--- Tasks and exercises ---
[A] Reproduce everything from "Here's the rationale" down to "bases that span bin boundaries." in the coverage excerpt, swapping "bin boundaries" for "window edges" each time it occurs.
[B] For each statement below, decide whether the coverage excerpt supports it, answering yes or no and quoting the words of the excerpt that settle it: (i) In the scatterplot comparing the two methods, the values are on a log2 scale. (ii) The excerpt recommends using -c in production. (iii) The default method relies on htslib's pileup engine.

--- Excerpt ---

[BEGIN]

I have verified that this indeed resolves the issue. It also runs in reasonable time, only about twice as long as the the standard cnvkit.py coverage, and produces reasonable results.

What's interesting, however, is that coverage -c doesn't always agree with coverage, sometimes quite drastically (excuse the hastily built Google Sheets scatterplot):

X axis is the standard method and Y axis is with -c. The values are log2.

I suppose it is expected that the two methods sometimes produce different results, but perhaps this is something to be investigated in the future.

[tskir]

And here's another quick graph; this is comparing coverage -c before (X) and after (Y) the fix:

(In "before the fix", the regions with negative absolute depth are converted to log2 = –20.)

This is just to verify that the fix didn't drastically break anything. As we can see, most of the regions are right where they were, with minor adjustments in cases where insertions/deletions were affecting the by-count calculation.

[etal]

The -c flag is there for exploring different coverage calculation strategies, basically. It makes sense that -c could under-count regions with gapped or secondary alignments, or other quirks.

Here's the rationale behind the two coverage methods:

• Default: Use htslib's pileup engine to calculate per-base coverages exactly the way samtools depth would to it. CNVkit does very little of its own math here. It would take a strong argument to justify doing coverage calculations any other way.
• -c: Some other copy number tools take the more naive and possibly faster approach of just counting read start positions, or midpoints, within each bin. It's a little tricky to avoid double-counting reads that span bin boundaries. In this method, CNVkit attempts to behave like other tools, with a bit of extra logic to discount the bases that span bin boundaries.

At the time it was released, -c was about twice as fast as the default, but less robust and accurate than the pileup engine. Since then, the pileup engine has probably gotten faster, too. So, I would not recommend using -c in production, only for algorithm exploration.

Using read.positions makes sense, and I'm surprised the result still isn't identical to the default pileup engine's. Maybe secondary reads are being handled differently.

Another method that would be interesting to implement here, and hopefully significantly faster, is mosdepth: #304

Summary: This fix looks good to me, and I don't mind the performance hit.

[END]

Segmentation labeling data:
[BEGIN]

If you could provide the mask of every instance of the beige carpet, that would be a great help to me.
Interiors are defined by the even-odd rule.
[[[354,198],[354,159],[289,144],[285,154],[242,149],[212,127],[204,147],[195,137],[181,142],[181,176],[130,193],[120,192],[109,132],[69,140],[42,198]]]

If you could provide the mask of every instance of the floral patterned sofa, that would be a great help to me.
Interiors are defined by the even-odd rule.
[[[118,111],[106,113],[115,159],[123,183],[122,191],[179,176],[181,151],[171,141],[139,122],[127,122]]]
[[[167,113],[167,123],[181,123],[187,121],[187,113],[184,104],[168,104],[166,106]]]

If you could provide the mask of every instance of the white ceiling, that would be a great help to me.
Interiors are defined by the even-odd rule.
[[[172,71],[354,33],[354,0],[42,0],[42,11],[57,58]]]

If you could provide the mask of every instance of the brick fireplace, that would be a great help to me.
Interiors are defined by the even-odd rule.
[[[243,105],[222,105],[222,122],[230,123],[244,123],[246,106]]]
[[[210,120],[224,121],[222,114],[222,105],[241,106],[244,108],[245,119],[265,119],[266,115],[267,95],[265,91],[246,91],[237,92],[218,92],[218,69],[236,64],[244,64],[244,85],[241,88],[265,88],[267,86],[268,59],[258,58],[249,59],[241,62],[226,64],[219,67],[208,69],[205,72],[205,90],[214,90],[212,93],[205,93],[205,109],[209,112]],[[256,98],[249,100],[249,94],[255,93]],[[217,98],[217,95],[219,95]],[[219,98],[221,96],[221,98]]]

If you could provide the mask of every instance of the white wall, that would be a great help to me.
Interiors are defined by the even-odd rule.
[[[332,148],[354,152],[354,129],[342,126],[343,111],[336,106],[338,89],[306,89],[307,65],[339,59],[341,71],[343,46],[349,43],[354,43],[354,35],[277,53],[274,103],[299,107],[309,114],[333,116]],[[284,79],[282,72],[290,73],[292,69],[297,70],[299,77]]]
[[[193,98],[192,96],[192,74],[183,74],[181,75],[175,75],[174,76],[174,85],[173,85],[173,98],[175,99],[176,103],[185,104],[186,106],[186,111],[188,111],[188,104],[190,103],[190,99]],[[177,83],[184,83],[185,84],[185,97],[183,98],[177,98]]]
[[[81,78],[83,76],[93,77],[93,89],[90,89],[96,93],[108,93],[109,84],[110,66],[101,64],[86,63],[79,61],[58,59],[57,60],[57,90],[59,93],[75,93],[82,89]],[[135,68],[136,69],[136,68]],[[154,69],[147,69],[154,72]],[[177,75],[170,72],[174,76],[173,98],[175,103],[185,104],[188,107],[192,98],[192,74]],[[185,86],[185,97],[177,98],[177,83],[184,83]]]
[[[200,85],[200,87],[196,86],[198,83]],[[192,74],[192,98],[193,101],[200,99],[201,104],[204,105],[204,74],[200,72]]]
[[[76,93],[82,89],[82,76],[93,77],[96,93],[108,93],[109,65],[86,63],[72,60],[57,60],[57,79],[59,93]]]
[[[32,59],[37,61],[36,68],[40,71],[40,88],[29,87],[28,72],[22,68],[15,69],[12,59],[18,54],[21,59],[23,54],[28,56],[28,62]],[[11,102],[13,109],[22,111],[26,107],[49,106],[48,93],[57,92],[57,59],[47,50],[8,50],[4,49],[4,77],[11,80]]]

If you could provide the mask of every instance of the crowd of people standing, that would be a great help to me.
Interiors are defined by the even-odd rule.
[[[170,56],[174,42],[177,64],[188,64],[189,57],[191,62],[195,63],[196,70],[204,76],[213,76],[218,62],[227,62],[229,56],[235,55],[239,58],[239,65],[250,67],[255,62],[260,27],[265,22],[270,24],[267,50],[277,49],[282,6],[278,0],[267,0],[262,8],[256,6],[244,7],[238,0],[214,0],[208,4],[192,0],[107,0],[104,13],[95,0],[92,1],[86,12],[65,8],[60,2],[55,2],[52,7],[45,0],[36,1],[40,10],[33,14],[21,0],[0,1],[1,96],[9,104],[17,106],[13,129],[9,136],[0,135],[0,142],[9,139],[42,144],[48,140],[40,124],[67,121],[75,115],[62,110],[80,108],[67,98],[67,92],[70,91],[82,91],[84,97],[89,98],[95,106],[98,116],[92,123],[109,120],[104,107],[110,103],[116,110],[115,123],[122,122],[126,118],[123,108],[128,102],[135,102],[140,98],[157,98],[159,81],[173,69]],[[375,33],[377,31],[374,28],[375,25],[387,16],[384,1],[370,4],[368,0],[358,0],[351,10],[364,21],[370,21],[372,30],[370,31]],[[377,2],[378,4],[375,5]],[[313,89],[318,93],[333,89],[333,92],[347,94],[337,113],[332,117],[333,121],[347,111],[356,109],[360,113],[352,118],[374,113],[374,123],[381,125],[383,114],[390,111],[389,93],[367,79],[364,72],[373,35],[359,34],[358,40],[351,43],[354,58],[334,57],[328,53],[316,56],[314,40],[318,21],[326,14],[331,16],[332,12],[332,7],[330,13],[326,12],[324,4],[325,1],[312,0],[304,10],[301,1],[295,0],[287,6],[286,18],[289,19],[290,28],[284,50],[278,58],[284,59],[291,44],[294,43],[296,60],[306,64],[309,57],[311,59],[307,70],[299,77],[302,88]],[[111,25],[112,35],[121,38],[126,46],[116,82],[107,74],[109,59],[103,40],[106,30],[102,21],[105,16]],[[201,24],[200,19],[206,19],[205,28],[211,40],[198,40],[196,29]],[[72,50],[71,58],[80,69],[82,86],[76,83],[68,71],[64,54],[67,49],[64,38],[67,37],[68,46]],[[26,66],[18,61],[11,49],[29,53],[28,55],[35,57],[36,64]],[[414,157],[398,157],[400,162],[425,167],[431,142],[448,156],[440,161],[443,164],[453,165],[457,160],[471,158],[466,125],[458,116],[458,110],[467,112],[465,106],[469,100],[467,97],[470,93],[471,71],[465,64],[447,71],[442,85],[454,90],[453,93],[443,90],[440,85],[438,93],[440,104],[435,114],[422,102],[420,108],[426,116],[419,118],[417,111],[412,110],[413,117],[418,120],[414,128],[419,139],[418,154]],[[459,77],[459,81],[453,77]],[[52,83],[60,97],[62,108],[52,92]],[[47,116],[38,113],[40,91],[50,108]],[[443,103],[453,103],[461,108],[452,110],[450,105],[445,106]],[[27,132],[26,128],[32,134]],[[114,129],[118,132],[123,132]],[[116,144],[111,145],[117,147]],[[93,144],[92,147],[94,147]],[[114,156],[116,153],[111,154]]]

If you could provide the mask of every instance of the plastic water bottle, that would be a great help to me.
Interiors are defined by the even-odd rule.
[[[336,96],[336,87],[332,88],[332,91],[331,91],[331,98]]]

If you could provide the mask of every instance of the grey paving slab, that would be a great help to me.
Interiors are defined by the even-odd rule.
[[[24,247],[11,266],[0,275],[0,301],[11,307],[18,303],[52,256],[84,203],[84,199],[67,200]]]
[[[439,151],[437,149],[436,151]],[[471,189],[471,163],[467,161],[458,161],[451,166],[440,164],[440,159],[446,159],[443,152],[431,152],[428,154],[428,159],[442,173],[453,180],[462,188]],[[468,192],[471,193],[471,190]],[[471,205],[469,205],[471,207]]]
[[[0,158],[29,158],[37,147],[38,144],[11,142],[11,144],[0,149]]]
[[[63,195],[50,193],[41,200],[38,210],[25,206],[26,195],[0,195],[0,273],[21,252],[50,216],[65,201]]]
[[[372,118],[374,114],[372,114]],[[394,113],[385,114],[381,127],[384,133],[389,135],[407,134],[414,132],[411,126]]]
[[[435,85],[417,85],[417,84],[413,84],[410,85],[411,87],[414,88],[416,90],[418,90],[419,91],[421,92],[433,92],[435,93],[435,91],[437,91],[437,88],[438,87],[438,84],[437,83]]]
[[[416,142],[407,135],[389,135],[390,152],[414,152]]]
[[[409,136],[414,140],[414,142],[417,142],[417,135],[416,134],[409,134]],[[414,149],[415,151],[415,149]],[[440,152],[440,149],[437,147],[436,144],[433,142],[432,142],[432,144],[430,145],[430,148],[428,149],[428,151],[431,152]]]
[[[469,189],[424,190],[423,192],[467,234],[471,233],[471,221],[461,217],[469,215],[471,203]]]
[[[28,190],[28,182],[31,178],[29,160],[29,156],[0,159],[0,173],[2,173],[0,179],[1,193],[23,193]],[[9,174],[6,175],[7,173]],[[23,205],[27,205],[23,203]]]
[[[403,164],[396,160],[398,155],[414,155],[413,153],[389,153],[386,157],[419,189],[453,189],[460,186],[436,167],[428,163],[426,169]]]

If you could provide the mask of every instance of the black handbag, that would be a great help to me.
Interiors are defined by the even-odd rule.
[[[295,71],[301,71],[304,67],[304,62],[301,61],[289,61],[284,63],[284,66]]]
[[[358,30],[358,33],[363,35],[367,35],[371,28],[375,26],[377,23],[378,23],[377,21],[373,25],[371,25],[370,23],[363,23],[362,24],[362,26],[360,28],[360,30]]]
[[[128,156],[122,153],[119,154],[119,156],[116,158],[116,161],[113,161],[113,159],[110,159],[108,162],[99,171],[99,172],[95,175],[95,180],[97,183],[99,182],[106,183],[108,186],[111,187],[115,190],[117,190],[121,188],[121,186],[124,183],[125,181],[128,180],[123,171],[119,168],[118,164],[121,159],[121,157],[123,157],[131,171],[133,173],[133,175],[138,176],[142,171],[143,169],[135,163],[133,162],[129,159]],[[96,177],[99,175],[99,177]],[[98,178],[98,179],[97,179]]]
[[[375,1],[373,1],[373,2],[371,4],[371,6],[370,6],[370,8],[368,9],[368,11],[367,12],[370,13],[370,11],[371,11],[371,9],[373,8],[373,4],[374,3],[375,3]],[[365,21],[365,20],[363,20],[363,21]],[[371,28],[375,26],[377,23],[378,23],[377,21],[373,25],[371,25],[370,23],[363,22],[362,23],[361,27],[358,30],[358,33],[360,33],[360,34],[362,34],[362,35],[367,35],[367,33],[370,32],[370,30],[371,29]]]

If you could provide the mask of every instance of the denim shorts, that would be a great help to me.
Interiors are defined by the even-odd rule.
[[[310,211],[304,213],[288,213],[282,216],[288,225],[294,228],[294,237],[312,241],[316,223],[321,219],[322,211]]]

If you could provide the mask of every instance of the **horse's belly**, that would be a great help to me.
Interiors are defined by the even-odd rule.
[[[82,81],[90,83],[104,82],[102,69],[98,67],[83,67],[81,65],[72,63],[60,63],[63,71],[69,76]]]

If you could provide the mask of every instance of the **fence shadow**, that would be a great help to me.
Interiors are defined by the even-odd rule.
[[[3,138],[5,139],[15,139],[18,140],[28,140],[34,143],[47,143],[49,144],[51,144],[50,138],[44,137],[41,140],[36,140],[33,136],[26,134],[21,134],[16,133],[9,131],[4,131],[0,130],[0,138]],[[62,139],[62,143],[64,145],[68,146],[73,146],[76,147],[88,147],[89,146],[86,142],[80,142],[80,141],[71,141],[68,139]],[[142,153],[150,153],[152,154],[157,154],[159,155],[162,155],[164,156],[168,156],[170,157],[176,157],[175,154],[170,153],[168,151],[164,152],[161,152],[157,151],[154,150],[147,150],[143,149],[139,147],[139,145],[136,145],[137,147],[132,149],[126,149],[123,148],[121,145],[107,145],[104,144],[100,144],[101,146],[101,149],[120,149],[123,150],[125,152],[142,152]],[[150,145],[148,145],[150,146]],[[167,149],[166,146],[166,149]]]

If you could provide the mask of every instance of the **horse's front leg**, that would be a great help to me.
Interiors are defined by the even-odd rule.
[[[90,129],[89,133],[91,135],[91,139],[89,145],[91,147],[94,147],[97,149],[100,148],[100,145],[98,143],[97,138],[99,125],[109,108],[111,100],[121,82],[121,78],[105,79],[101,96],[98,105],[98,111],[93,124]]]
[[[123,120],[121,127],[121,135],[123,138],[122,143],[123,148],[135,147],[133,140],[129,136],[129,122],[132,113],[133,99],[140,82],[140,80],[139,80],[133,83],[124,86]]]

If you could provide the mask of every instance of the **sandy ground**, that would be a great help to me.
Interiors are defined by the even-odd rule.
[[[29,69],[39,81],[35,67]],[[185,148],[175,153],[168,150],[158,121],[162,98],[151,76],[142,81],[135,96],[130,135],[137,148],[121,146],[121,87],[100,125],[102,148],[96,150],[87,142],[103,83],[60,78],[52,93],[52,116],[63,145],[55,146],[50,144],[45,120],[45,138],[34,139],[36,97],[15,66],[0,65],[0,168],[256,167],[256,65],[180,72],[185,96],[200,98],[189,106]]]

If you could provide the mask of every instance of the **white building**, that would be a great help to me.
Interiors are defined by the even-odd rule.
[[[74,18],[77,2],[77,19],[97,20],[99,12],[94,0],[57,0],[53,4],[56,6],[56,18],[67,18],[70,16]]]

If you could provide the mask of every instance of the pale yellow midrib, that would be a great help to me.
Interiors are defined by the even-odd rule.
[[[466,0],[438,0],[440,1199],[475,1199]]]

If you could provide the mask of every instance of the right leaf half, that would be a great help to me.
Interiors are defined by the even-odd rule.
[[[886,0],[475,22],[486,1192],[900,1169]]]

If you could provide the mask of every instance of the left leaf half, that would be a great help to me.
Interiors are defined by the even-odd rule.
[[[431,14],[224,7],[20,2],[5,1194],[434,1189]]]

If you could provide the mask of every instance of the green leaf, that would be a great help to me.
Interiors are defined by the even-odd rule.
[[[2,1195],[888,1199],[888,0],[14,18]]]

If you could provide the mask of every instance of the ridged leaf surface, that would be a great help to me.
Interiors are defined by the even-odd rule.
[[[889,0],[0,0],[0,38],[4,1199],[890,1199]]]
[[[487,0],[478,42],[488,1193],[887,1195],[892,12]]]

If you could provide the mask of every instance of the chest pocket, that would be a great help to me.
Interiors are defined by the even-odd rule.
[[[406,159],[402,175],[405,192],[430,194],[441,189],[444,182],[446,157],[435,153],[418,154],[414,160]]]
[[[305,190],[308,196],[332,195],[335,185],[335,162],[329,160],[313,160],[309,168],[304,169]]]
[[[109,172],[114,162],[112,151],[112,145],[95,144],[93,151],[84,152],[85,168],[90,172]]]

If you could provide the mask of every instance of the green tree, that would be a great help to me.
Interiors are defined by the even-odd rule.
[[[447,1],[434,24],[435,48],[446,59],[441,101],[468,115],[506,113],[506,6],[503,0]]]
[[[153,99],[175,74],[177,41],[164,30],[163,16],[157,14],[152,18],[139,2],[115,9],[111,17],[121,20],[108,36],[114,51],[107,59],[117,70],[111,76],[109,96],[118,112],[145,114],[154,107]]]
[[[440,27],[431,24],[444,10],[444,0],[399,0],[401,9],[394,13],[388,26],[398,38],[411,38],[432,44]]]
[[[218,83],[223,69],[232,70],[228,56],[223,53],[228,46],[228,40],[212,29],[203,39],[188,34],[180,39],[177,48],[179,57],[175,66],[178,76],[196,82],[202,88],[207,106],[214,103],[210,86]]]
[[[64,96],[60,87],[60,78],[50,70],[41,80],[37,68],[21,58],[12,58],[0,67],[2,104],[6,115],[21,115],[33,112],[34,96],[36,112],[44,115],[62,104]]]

[END]

--- The solutions ---
[A]
Here's the rationale behind the two coverage methods:

• Default: Use htslib's pileup engine to calculate per-base coverages exactly the way samtools depth would to it. CNVkit does very little of its own math here. It would take a strong argument to justify doing coverage calculations any other way.
• -c: Some other copy number tools take the more naive and possibly faster approach of just counting read start positions, or midpoints, within each bin. It's a little tricky to avoid double-counting reads that span window edges. In this method, CNVkit attempts to behave like other tools, with a bit of extra logic to discount the bases that span window edges.

[B]
(i) Yes: "The values are log2."
(ii) No: "So, I would not recommend using -c in production, only for algorithm exploration."
(iii) Yes: "Use htslib's pileup engine to calculate per-base coverages"